In quel momento è arrivato Claudio, con i nonni. Siamo andati insieme
al nido, e l'incantesimo si è rotto. La bimba era in incubatrice,
non potevamo prenderla. La pediatra ci chiedeva se c'erano casi di favismo
in famiglia, perché qualcosa negli esami del sangue non andava. Che
delusione! Non era perfetta! Ma come era potuto succedere?
Tutti se ne sono andati, io ho iniziato ad annoiarmi leggendo giornali di mamme
e bimbi perfettini in stanza e ho mangiato un petto di pollo filaccioso sperando
che mi venisse il latte e che la bimba si riprendesse presto. Ero però molto
delusa. Inoltre vederla mi aveva dato un'emozione strana. Sentirla così distante
in incubatrice aveva bloccato il processo di attaccamento. Ma era mia figlia
quella?
Nel pomeriggio ritorna Claudio. Ha parlato con la pediatra. E' strano,
smanioso. Andiamo a vedere la bimba ma lo sento molto freddo con lei, e questo
aumenta di più la mia delusione e la mia inquietudine. Finalmente decide
di vuotare il sacco, sebbene la pediatra gli abbia consigliato di aspettare
qualche giorno. Per fortuna ha seguito il suo istinto e me l'ha detto
subito: non avrei resistito altri giorni con quella strana disposizione d'animo.
Nel seguito mi sono sentita molto fredda. Della bimba non me ne fregava niente:
magari morisse! Con quello che mi aveva fatto… non la volevo nemmeno
rivedere né chiedevo mai informazioni sui suoi controlli di salute.
Ho raccolto le mie cose e me ne sono tornata a casa, a raccogliere le idee.
Il giorno successivo siamo tornati in ospedale, e io volevo trovare il modo
per scappare da quella situazione. Lo psicologo dell'Ospedale, un vero
deficiente, ci ha detto che potevamo anche non riconoscerla. Ecco, quella era
la strada! Non l'avrei riconosciuta. Era meglio anche per la bambina,
tanto non mi sentivo assolutamente capace di amarla e di accettarla. Come l'avrei
cresciuta? Non se lo meritava, in fondo, così piccolina e indifesa,
senza nessuno che le voleva bene.

Voci fornite:
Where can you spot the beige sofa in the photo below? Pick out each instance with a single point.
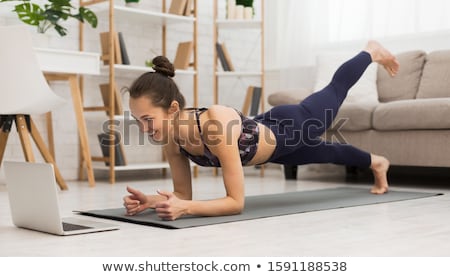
(410, 122)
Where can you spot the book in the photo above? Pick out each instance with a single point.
(224, 57)
(256, 101)
(183, 55)
(118, 109)
(177, 7)
(105, 141)
(227, 56)
(188, 8)
(252, 101)
(123, 50)
(104, 41)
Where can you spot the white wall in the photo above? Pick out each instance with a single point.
(143, 42)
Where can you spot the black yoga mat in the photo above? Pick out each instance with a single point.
(270, 205)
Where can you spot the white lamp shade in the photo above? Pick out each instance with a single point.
(23, 88)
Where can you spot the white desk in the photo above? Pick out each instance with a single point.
(63, 65)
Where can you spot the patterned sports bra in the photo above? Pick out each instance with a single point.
(247, 142)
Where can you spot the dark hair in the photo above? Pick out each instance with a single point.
(158, 86)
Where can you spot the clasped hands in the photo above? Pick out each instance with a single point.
(170, 207)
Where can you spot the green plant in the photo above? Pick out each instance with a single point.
(50, 15)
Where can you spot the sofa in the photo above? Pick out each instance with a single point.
(405, 118)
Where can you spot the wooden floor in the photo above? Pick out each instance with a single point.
(407, 228)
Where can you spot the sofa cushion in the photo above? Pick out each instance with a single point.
(435, 80)
(354, 117)
(406, 83)
(287, 97)
(365, 90)
(416, 114)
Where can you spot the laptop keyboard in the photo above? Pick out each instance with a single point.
(74, 227)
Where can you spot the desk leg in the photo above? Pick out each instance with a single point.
(51, 141)
(24, 136)
(82, 130)
(47, 155)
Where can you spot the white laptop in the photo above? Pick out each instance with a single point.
(33, 198)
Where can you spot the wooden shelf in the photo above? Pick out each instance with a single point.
(239, 24)
(137, 166)
(238, 74)
(151, 17)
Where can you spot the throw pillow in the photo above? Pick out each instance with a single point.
(435, 82)
(406, 83)
(364, 91)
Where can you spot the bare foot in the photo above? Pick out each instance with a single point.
(379, 166)
(382, 56)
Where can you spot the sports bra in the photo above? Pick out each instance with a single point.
(247, 142)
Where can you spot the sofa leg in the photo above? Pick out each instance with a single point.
(290, 172)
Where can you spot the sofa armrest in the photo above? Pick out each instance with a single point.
(288, 96)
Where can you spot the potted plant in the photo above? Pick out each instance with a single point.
(50, 14)
(132, 3)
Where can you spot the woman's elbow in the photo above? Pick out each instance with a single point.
(238, 207)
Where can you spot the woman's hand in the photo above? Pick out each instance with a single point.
(172, 208)
(136, 202)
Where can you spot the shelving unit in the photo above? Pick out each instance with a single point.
(115, 13)
(238, 25)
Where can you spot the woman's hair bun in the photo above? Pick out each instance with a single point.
(163, 66)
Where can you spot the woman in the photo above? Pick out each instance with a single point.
(221, 136)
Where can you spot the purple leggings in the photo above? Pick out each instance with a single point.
(298, 128)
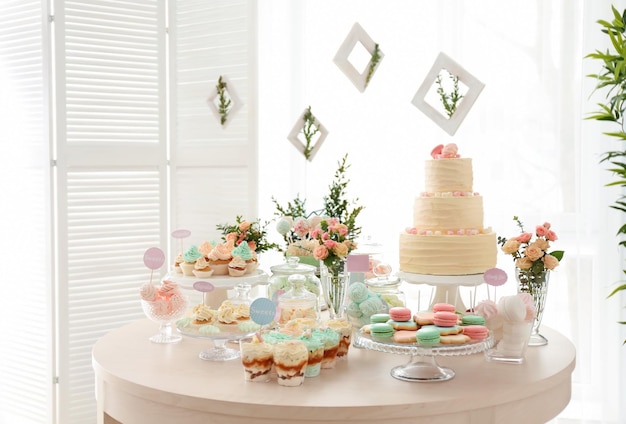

Quesito:
Rispondi a queste domande sull'estratto:
(a) Dove si trovava la bimba quando sono andati insieme al nido?
(b) Che cosa chiedeva la pediatra a proposito della famiglia?
(c) Che cosa ha detto lo psicologo dell'ospedale?

Spazio risposta:
(a) In incubatrice.
(b) Se in famiglia c'erano casi di favismo.
(c) Che potevano anche non riconoscerla.